● Excerpt to read:
= = = =

3.8 Data Hiding and Encapsulation

We started this chapter by describing a class as "a collection of data and methods." One of the important object-oriented techniques that we haven't discussed so far is hiding the data within the class, and making it available only through the methods. This technique is often known as encapsulation, because it seals the class's data (and internal methods) safely inside the "capsule" of the class, where it can be accessed only by trusted users--i.e., by the methods of the class.

Why would you want to do this? The most important reason is to hide the internal implementation details of your class. If you prevent programmers from relying on those details, then you can safely modify the implementation without worrying that you will break existing code that uses the class.

Another reason for encapsulation is to protect your class against accidental or willful stupidity. A class often contains a number of variables that are interdependent and must be in a consistent state. If you allow a programmer (this may be you yourself) to manipulate those variables directly, she may change one variable without changing important related variables, thus leaving the class in an inconsistent state. If, instead, she had to call a method to change the variable, that method can be sure to do everything necessary to keep the state consistent.

= = = =

● Given material:
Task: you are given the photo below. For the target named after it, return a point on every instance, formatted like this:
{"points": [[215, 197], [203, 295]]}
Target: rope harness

= = = =

● To be done:
a – According to the passage on encapsulation, what is the most important reason for hiding a class's data?
b – Translate this sentence from the passage on encapsulation into Spanish: "A class often contains a number of variables that are interdependent and must be in a consistent state."
Use only the passage on encapsulation, not the data.

● Completed exercise:
a – It hides the internal implementation details of the class.

b – Una clase a menudo contiene varias variables que son interdependientes y deben estar en un estado coherente.